Copy the material that follows word for word and omit its pictures.

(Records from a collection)
┏━━
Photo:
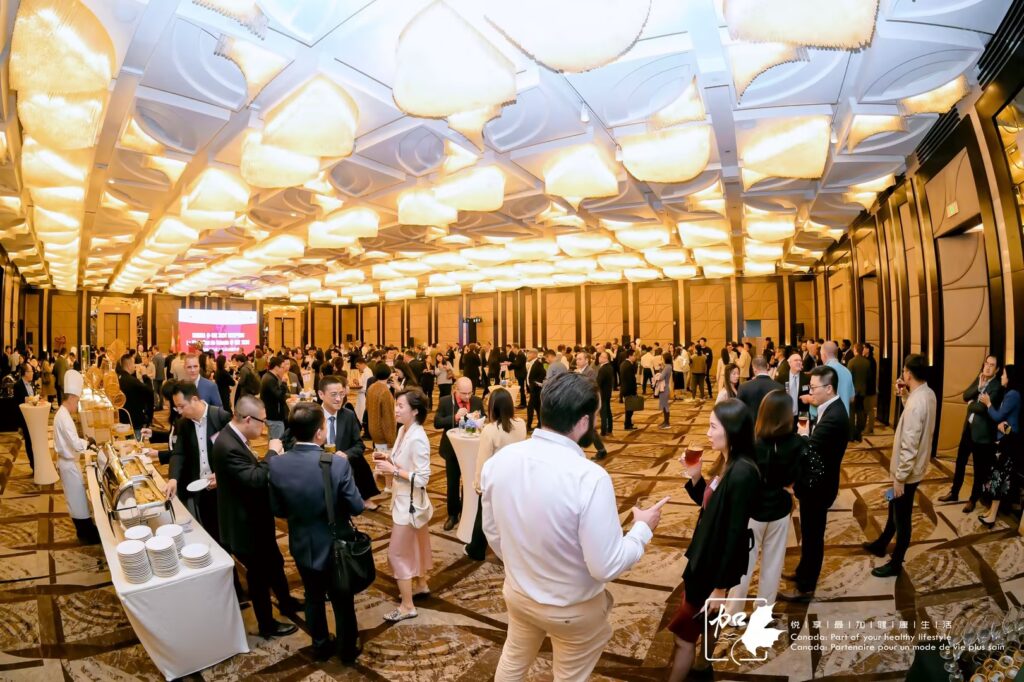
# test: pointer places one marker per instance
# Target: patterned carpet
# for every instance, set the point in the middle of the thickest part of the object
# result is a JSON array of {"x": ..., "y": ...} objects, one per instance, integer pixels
[{"x": 59, "y": 617}]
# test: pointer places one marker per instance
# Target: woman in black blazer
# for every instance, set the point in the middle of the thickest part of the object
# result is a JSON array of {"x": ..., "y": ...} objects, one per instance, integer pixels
[{"x": 718, "y": 553}]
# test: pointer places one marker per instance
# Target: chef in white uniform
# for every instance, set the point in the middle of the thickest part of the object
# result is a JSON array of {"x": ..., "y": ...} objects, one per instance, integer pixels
[{"x": 70, "y": 448}]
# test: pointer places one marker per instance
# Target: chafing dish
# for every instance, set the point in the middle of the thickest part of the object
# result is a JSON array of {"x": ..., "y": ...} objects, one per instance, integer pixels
[{"x": 130, "y": 496}]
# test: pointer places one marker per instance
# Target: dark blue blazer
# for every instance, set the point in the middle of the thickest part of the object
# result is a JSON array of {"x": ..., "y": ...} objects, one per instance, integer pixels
[
  {"x": 297, "y": 494},
  {"x": 208, "y": 391}
]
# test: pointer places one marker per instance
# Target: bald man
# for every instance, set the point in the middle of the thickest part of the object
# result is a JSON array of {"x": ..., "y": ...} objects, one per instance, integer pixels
[{"x": 451, "y": 410}]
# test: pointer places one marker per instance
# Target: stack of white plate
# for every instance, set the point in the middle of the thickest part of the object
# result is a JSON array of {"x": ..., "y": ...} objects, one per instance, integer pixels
[
  {"x": 163, "y": 555},
  {"x": 134, "y": 562},
  {"x": 197, "y": 555},
  {"x": 175, "y": 533},
  {"x": 139, "y": 533}
]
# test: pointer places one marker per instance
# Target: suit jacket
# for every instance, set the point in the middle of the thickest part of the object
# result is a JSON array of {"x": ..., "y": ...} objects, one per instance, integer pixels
[
  {"x": 829, "y": 437},
  {"x": 243, "y": 495},
  {"x": 184, "y": 456},
  {"x": 627, "y": 379},
  {"x": 297, "y": 494},
  {"x": 982, "y": 426},
  {"x": 754, "y": 391},
  {"x": 208, "y": 391},
  {"x": 444, "y": 420}
]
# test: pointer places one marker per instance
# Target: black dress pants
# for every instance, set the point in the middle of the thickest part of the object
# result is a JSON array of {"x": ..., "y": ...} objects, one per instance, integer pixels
[
  {"x": 899, "y": 523},
  {"x": 813, "y": 516},
  {"x": 453, "y": 475},
  {"x": 265, "y": 571},
  {"x": 317, "y": 588},
  {"x": 984, "y": 457}
]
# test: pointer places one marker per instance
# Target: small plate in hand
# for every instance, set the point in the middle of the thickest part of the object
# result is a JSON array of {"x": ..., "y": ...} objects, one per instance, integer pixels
[{"x": 198, "y": 484}]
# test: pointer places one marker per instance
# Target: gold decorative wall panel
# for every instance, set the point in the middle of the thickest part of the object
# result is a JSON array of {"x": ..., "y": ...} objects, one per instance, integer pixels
[
  {"x": 349, "y": 327},
  {"x": 483, "y": 307},
  {"x": 654, "y": 312},
  {"x": 419, "y": 321},
  {"x": 64, "y": 320},
  {"x": 761, "y": 303},
  {"x": 323, "y": 326},
  {"x": 604, "y": 314},
  {"x": 370, "y": 323},
  {"x": 708, "y": 312},
  {"x": 560, "y": 317},
  {"x": 392, "y": 325},
  {"x": 448, "y": 322},
  {"x": 966, "y": 326},
  {"x": 804, "y": 309}
]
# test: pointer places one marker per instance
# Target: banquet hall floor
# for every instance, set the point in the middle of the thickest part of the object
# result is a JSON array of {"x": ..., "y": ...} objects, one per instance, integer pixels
[{"x": 59, "y": 617}]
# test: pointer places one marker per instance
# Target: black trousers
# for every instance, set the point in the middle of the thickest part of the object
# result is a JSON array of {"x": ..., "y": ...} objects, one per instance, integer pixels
[
  {"x": 453, "y": 474},
  {"x": 317, "y": 588},
  {"x": 477, "y": 547},
  {"x": 984, "y": 458},
  {"x": 606, "y": 416},
  {"x": 265, "y": 571},
  {"x": 813, "y": 515},
  {"x": 898, "y": 523}
]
┗━━
_THE SOLUTION_
Photo:
# test: pointer places one marker per instance
# Target: patterned carpet
# for every instance, set the point in the middle of the thickest part of the object
# result is a JSON array of {"x": ..., "y": ...} objects, one per instance, integer pixels
[{"x": 59, "y": 617}]
# test: pointer places one marker per instance
# Target: woman in black blazer
# for every instance, set the point in the middle of the thickest part of the object
# result is a JSON array of {"x": ..., "y": ...} objects, one per instance, integer pixels
[{"x": 718, "y": 553}]
# test: pointer places one marker per instance
# Target: chef in white uniform
# for every instance, set the point in the middle of the thickest part of the object
# result is a JSON array of {"x": ..., "y": ...} objects, one per instance, integer pixels
[{"x": 70, "y": 448}]
# test: pointer places one marker per instance
# Target: chafing dish
# for every instance, set the point in the middle of the thickest part of the object
# result is a JSON array of {"x": ..., "y": ...} objects, one per instance, integer pixels
[{"x": 130, "y": 496}]
# test: pointer places one marker per instance
# Target: dark blue blazer
# for every instance, set the point in the middle of the thickest part of the object
# result is a JSON array of {"x": ..., "y": ...} objects, one per instance, integer pixels
[
  {"x": 297, "y": 494},
  {"x": 208, "y": 391}
]
# test: pointer places one marker per instance
# Target: bald man
# for every instance, set the point in the middle of the thickest part of the object
# result is a JSON array of {"x": ..., "y": ...} objects, one per instance, integer pixels
[{"x": 451, "y": 410}]
# test: pointer places one marker per instance
# Target: stack of white plate
# for every instance, set the point in the middle of the thickest part of the object
# result is a JSON array of {"x": ..., "y": ...} objects, one per instance, integer pixels
[
  {"x": 163, "y": 555},
  {"x": 134, "y": 562},
  {"x": 197, "y": 555},
  {"x": 175, "y": 533},
  {"x": 139, "y": 533}
]
# test: pointer places one marker per instance
# Target: suit jacket
# for every instance, set the point in the middle of the thickest part of the object
# result is a JSON array of {"x": ..., "y": ...} objects, one per instance, integer pixels
[
  {"x": 829, "y": 437},
  {"x": 243, "y": 495},
  {"x": 184, "y": 456},
  {"x": 627, "y": 379},
  {"x": 297, "y": 494},
  {"x": 982, "y": 426},
  {"x": 754, "y": 391},
  {"x": 208, "y": 391},
  {"x": 444, "y": 420}
]
# test: pointer places one marker per instance
# Target: black dress pants
# for every instance, set the point in the middle of the thickest part of the object
# result is a JSON array of {"x": ..., "y": ...} objects, one per instance, integer pixels
[
  {"x": 899, "y": 523},
  {"x": 813, "y": 516},
  {"x": 453, "y": 475},
  {"x": 265, "y": 571},
  {"x": 317, "y": 588},
  {"x": 984, "y": 457}
]
# test: pointer places one marker per instance
# Target: small plate in hand
# for every instance, set the point in the middle of the thickest part of the object
# result is a JSON array of {"x": ..., "y": ...} objects, one per instance, integer pixels
[{"x": 198, "y": 484}]
# test: pointer places one marker per instance
# Target: gold decorative wall panel
# for every instance, set the point in the middle of the thickest part of the object
# result is a JSON array of {"x": ..., "y": ...} objects, one per instance, integer pixels
[
  {"x": 349, "y": 327},
  {"x": 483, "y": 307},
  {"x": 654, "y": 312},
  {"x": 419, "y": 321},
  {"x": 64, "y": 320},
  {"x": 761, "y": 303},
  {"x": 323, "y": 326},
  {"x": 604, "y": 314},
  {"x": 370, "y": 323},
  {"x": 708, "y": 312},
  {"x": 560, "y": 317},
  {"x": 392, "y": 325},
  {"x": 448, "y": 322},
  {"x": 966, "y": 326},
  {"x": 804, "y": 309}
]
# test: pointer places one marker per instance
# Target: banquet hall floor
# for every instance, set the point in the middle of the thickest part of the object
# result is a JSON array of {"x": ..., "y": ...} objects, one per instance, integer pixels
[{"x": 59, "y": 617}]
# test: pointer places one marker per instance
# Target: black trousers
# for every instance, set the point in the middle of the thickest part of the object
# result is a JSON array of {"x": ..., "y": ...} objects, one per instance, integer pixels
[
  {"x": 453, "y": 474},
  {"x": 317, "y": 588},
  {"x": 477, "y": 547},
  {"x": 984, "y": 458},
  {"x": 606, "y": 416},
  {"x": 265, "y": 571},
  {"x": 813, "y": 515},
  {"x": 898, "y": 523}
]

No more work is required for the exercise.